▶ **PROBLEM REQUIREMENTS**
Write the listing out again, all of it, word for word.

### EXTRACTED RECORDS ###

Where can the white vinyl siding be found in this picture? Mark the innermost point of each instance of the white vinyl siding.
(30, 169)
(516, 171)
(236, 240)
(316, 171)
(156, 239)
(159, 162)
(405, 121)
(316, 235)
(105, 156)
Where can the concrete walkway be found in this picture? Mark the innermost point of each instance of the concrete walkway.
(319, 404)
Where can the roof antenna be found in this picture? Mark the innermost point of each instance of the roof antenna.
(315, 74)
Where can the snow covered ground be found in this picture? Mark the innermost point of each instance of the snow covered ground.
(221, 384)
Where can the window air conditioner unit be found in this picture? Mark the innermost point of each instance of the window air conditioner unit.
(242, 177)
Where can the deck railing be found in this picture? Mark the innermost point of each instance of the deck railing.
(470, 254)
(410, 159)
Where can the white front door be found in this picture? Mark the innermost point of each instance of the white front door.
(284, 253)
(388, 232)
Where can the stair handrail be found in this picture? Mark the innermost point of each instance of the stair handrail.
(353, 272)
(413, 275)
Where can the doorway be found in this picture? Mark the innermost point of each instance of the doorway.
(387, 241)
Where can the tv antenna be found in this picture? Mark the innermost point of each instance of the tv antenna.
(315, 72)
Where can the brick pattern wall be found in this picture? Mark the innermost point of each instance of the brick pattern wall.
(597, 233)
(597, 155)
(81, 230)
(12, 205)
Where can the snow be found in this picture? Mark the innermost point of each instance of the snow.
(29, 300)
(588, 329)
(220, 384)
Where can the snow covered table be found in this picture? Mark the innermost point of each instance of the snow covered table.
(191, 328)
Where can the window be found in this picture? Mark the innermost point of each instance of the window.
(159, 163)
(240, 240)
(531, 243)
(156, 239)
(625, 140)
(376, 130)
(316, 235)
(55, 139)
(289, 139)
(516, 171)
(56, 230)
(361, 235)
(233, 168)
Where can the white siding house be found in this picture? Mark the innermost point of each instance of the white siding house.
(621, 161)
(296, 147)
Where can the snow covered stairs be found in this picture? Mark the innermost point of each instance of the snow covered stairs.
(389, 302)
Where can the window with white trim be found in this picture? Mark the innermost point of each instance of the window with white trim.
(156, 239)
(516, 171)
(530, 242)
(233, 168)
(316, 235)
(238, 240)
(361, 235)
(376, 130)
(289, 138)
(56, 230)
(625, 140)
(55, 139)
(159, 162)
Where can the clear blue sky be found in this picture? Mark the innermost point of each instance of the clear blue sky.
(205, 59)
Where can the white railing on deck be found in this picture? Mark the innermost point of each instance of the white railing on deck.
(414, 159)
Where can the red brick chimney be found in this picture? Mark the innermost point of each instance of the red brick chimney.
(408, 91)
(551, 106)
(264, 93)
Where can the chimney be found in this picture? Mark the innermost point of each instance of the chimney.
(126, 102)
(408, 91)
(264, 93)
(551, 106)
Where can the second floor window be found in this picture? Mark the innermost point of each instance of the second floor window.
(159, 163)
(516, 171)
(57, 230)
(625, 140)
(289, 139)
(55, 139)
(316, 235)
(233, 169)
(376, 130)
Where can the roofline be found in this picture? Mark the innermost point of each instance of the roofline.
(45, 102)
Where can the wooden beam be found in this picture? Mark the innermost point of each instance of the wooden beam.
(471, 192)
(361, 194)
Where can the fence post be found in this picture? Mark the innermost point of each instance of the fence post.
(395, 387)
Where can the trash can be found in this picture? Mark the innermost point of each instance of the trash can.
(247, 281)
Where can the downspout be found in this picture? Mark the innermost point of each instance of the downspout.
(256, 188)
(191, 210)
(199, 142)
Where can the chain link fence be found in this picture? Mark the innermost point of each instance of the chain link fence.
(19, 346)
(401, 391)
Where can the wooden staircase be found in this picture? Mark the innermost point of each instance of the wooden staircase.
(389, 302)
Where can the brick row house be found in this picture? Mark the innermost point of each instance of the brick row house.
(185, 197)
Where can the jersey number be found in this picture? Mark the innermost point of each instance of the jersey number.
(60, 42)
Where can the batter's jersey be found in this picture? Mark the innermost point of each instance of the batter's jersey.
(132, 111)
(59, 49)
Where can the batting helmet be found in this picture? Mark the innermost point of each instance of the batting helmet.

###

▶ **FULL SOLUTION**
Where can the white vinyl siding be found in this picture? Mark the innermost point of each instance of the white vinyl siding.
(30, 169)
(516, 171)
(236, 240)
(316, 171)
(156, 239)
(159, 162)
(405, 121)
(316, 235)
(105, 156)
Where can the concrete walkway be found in this picture? Mark the innermost point of each instance of the concrete walkway.
(319, 404)
Where can the roof antenna be found in this picture? Mark the innermost point of each instance of the roof antenna.
(315, 74)
Where can the snow covered ground be found in this picture? Mark the innermost point of each instance of the snow covered ground.
(221, 384)
Where can the window air conditioner unit be found in this picture? Mark the innermost point of each instance of the window air conditioner unit.
(242, 177)
Where can the deck railing be found in this picture? Mark the innermost point of each instance of the deck railing.
(470, 254)
(410, 159)
Where can the white front door be found in this picture? Mark the innermost point of each instance of the white front door.
(284, 253)
(388, 232)
Where can the stair handrail be found in this picture? Mark the innermost point of each instance of the stair handrail.
(353, 272)
(413, 275)
Where can the doorway be found in this picture? Mark the innermost point of each instance of the doorway.
(387, 241)
Where can the tv antenna be found in this picture? Mark the innermost point of each instance of the tv antenna.
(315, 72)
Where can the brick pattern wall be found in this picture? Mark the innermost point of each instance of the brick pattern wall.
(597, 233)
(597, 155)
(81, 230)
(12, 205)
Where can the snow be found in this picture? Mark the innermost point of each instance of the snow.
(29, 300)
(588, 329)
(220, 384)
Where can the snow covered table be found in this picture? Mark the innermost point of each instance of the snow covered table.
(191, 328)
Where can the window be found in this picture? Mark the innermost point of each instance of the window.
(159, 163)
(240, 240)
(531, 243)
(156, 239)
(625, 140)
(376, 130)
(316, 235)
(55, 139)
(289, 139)
(516, 171)
(56, 230)
(361, 235)
(233, 168)
Where can the white siding house be found in this picture? Mark the innermost point of each instance of the white siding house.
(621, 161)
(296, 147)
Where can the snow covered stairs be found in this picture? Mark the innermost point of each instance of the snow covered stairs.
(389, 302)
Where can the window with white trim be found in this picture? Mark the innermost point of each instance of the window with white trim.
(156, 239)
(516, 171)
(530, 242)
(233, 168)
(316, 235)
(238, 240)
(361, 235)
(376, 130)
(289, 138)
(56, 230)
(625, 140)
(55, 139)
(159, 162)
Where can the clear blue sky be found in this picture? Mark the innermost point of each instance of the clear blue sky.
(205, 59)
Where can the white railing on deck be found in this picture? Mark the innermost point of each instance of the white railing on deck.
(414, 159)
Where can the red brick chimney be found in this picture? Mark the innermost point of each instance of the red brick chimney.
(408, 91)
(551, 106)
(264, 93)
Where can the chimney be found in this picture? Mark the innermost point of each instance of the chimney.
(126, 102)
(408, 91)
(264, 93)
(551, 106)
Where can the second floor window be found in this picture? Mark the innermost point of each instance of the second floor window.
(159, 163)
(516, 171)
(57, 230)
(625, 140)
(289, 139)
(55, 139)
(316, 235)
(233, 169)
(376, 130)
Where can the roofline be found in this picture? Mark the innermost point of each instance of the roofline.
(45, 102)
Where can the wooden beam be found in this picture? Mark the innermost point of each instance of the wooden beam.
(471, 192)
(361, 194)
Where can the fence post be found in this picture? Mark the innermost point of each instance of the fence post.
(395, 387)
Where can the trash can be found in this picture? Mark the innermost point of each instance of the trash can.
(247, 281)
Where can the downspout be found in this picture? Mark the innermost point of each instance of the downspout.
(256, 188)
(191, 210)
(199, 142)
Where can the chain link fence be found in this picture? Mark the innermost point of each instance of the chain link fence.
(19, 346)
(401, 391)
Where can the wooden staircase be found in this picture? Mark the innermost point of each instance of the wooden staircase.
(389, 302)
Where can the brick row house be found in this picture? Mark the innermost point of each instance of the brick row house.
(185, 197)
Where can the jersey number be found in this picture? Mark the innermost point of each instance of the jersey number.
(60, 42)
Where can the batter's jersey be found in this picture? Mark the innermost point of each instance of the batter's jersey.
(132, 111)
(59, 49)
Where can the batting helmet be found in this picture? Mark the innermost point of each instance of the batting helmet.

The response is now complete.